__Exercise prompt__:
Locate every line in the data that contains the word "blue", and copy each such line.

— BEGIN Records shown —

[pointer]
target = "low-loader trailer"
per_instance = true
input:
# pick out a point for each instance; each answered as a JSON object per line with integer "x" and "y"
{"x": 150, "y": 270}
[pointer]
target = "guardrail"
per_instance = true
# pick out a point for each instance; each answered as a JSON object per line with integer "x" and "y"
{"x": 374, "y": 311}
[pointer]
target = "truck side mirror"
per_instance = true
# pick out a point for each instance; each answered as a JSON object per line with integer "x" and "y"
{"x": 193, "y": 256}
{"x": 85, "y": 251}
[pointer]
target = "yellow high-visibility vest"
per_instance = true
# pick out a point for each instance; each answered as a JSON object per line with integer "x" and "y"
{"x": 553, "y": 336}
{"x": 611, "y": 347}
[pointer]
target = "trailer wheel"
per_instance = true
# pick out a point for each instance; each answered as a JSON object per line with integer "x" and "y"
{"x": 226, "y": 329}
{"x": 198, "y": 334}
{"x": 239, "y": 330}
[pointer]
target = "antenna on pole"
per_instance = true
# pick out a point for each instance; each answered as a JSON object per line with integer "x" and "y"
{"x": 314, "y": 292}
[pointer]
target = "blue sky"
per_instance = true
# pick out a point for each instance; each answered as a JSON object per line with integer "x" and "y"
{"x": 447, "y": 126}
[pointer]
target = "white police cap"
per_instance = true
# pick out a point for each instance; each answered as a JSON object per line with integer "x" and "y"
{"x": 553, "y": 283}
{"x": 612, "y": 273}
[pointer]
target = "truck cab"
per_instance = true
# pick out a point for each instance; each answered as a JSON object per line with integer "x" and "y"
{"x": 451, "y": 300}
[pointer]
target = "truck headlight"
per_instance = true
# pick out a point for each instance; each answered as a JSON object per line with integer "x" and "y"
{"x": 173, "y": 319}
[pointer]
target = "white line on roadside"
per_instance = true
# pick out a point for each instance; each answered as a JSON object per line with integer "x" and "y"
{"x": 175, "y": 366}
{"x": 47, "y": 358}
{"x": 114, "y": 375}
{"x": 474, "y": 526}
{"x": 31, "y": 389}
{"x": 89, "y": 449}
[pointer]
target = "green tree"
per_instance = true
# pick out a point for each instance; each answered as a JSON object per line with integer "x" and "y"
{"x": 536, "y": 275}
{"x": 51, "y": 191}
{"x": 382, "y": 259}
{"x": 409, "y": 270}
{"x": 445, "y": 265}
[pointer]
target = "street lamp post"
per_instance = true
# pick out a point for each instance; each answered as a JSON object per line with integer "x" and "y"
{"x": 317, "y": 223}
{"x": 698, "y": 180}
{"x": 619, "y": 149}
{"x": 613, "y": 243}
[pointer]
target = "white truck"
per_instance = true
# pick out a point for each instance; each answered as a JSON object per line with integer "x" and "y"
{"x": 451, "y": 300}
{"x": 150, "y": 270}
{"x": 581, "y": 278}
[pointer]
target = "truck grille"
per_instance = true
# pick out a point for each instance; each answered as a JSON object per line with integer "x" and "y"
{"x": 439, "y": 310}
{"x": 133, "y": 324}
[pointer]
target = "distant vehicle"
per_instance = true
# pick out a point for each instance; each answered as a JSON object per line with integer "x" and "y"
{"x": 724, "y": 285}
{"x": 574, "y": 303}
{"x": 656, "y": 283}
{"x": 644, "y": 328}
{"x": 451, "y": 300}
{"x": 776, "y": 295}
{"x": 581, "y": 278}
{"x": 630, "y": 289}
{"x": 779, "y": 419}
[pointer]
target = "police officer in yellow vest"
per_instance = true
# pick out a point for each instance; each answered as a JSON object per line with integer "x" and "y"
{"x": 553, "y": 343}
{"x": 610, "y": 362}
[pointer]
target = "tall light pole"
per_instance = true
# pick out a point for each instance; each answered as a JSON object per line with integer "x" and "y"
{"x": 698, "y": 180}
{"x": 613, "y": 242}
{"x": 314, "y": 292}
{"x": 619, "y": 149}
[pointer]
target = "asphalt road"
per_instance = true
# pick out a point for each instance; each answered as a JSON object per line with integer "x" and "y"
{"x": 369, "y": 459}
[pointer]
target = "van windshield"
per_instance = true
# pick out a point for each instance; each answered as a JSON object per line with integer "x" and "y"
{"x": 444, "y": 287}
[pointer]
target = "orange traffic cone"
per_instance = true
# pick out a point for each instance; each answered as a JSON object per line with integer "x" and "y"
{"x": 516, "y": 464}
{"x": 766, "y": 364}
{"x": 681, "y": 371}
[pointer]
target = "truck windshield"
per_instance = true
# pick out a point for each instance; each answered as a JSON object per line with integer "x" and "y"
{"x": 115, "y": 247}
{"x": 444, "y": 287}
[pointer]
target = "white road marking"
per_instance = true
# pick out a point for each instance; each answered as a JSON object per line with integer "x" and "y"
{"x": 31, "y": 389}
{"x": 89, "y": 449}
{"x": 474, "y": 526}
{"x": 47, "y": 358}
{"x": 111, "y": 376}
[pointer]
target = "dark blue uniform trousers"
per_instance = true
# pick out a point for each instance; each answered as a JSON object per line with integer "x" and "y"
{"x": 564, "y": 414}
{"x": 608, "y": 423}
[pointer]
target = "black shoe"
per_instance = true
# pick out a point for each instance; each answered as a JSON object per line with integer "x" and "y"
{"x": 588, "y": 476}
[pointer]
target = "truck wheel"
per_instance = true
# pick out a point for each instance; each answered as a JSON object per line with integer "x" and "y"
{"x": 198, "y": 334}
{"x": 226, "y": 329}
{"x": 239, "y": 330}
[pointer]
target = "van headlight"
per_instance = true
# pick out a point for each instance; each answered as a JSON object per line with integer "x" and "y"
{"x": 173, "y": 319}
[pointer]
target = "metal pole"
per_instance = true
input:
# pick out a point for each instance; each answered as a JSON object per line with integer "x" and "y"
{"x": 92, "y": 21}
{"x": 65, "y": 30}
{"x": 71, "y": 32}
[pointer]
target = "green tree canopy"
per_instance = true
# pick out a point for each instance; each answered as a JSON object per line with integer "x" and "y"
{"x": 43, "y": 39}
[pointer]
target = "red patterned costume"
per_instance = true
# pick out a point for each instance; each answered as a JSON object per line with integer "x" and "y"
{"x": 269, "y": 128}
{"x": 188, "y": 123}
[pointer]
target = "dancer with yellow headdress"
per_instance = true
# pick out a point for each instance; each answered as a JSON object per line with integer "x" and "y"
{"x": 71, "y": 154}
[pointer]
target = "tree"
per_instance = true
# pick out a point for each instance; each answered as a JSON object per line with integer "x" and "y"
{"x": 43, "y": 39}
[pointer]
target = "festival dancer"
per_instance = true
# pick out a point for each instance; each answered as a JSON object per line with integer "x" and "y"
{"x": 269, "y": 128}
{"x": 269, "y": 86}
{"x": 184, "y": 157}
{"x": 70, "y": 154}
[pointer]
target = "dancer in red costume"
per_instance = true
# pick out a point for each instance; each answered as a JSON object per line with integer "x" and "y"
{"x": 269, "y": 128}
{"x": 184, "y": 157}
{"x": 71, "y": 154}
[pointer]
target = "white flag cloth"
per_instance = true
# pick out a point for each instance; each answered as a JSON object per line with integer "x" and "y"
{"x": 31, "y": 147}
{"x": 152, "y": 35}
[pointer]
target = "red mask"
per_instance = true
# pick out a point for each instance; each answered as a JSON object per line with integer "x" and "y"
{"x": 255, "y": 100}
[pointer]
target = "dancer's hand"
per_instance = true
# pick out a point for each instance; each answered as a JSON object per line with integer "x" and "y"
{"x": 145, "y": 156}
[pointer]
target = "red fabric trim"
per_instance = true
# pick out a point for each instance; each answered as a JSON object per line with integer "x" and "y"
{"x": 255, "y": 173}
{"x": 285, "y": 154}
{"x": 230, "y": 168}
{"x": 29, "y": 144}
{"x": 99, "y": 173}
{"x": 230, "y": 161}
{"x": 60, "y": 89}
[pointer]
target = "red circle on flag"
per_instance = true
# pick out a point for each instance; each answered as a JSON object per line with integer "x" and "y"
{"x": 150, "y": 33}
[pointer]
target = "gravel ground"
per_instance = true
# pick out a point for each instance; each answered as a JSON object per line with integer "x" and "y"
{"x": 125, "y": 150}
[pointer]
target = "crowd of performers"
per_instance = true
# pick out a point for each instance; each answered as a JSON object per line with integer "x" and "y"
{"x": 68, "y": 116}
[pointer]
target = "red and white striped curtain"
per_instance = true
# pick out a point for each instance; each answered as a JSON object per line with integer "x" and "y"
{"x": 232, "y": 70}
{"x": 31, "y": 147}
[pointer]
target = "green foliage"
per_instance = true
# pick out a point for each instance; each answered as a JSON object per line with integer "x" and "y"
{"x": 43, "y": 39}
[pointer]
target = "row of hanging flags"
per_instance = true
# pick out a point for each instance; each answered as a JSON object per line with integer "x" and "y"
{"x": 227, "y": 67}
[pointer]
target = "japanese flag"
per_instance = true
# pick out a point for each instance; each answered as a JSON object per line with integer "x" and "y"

— END Records shown —

__Task answer__:
target = "blue sky"
target = "dark blue uniform trousers"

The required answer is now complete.